_Texte de l’exercice:_
•••••

De l’avis général, le World Wide Web, cette invention géniale d’un chercheur du CERN en mars 1989, a pu s’épanouir et devenir cet outil ouvert et universel que nous connaissons aujourd’hui grâce à la générosité de Tim Berners-Lee, qui choisit d’en faire cadeau au monde. Au cours des 28 dernières années, cela n’a pas été chose facile de s’assurer que le web reste ouvert et universel. Sous la présidence de Tim Berners Lee, le consortium W3C (World Wide Web Consortium), chargé de fixer de manière consensuelle les standards du Web, a dans l’ensemble pu éviter les écueils de la fragmentation, de la multiplication des vulnérabilités et de la soumission aux intérêts commerciaux.
Ces temps-ci, l’intégrité du web est à nouveau en question, et sans surprise c’est la protection anti-copie des contenus vidéo qui divise les esprits. En cause, une nouvelle offensive des ayant-droits pour standardiser les extensions d’encryptage des contenus vidéo pour navigateurs, connues sous l’acronyme EME (Encrypted Media Extensions) et rendant possible une gestion restrictive des droits de propriété intellectuelle (DRM, pour Digital Rights Management). Le magazine Ars technica vient de consacrer une enquête détaillée à cette problématique, qui revient à une vibrante exhortation à Tim Berners-Lee à ne pas lâcher le morceau.
Le dossier est passablement technique. En apparence, pourquoi en effet ne pas normaliser les modules d’encryptage intégrés dans les navigateurs si cela permet aux ayant-droits de protéger leurs contenus ? Ne serait-ce pas là un progrès significatif pour résoudre le problème du piratage et faciliter le streaming dans des conditions permettant de conserver le contrôle sur les contenus ? En réalité, la discussion soulève d’importantes questions de sécurité. L’intégration dans les navigateurs, pivots de presque tout ce que nous faisons sur le Web et au-delà, de modules gérant les droits digitaux revient en effet à y installer des points de vulnérabilité. L’expérience de Flash, extension honnie s’il en est en raison des possibilités d’intrusion qu’elle a ouvertes aux hackers, aurait pourtant dû vacciner les membres du W3C contre cette voie. Toute extension doit pouvoir être considérée comme parfaitement sûre, ce qui exige que tout chercheur ou hacker puisse essayer d’y trouver des failles pour s’assurer qu’elle tient bon. Or, les législations des deux côtés de l’Atlantique qui protègent le DRM criminalisent ces tentatives, en faisant des actes passibles de prison.

•••••

_Données brutes:_
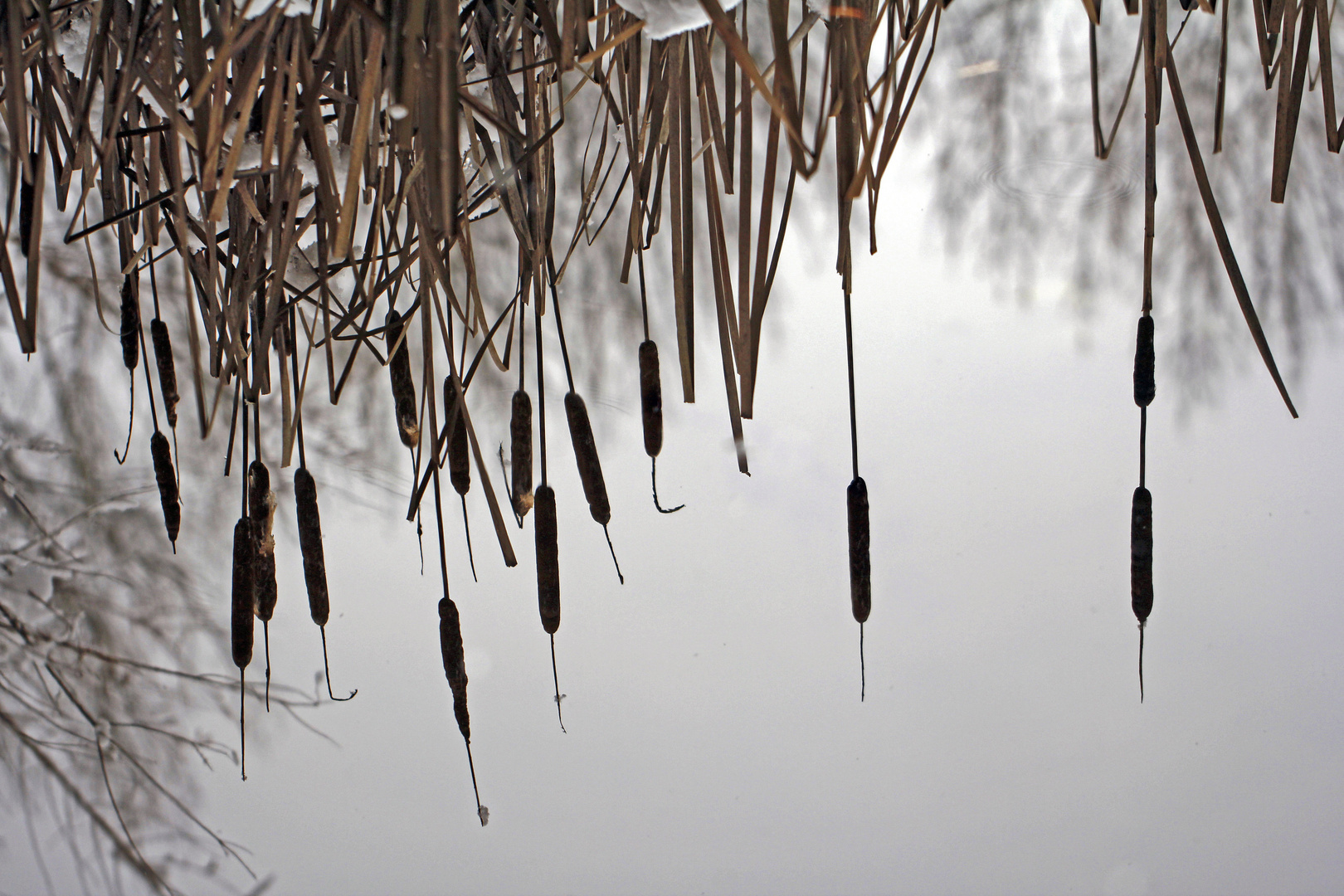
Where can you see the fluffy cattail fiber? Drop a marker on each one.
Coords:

•••••

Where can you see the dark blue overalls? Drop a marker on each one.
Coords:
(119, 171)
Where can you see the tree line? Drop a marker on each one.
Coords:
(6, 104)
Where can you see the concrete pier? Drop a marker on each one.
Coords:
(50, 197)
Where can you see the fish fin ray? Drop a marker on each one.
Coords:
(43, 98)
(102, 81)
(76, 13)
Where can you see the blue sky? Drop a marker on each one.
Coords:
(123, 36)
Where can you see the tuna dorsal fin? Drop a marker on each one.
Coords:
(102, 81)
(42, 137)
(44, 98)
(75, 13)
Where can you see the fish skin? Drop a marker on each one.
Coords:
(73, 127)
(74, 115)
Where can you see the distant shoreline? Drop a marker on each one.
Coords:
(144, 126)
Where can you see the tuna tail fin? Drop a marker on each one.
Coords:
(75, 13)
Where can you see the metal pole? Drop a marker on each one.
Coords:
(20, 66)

•••••

_Consigne:_
Traduisez en anglais cette phrase du texte sur la protection anti-copie dans les navigateurs : « Toute extension doit pouvoir être considérée comme parfaitement sûre, ce qui exige que tout chercheur ou hacker puisse essayer d’y trouver des failles pour s’assurer qu’elle tient bon. »

_Votre réponse:_
Any extension must be able to be considered perfectly secure, which requires that any researcher or hacker be able to try to find flaws in it to make sure that it holds up.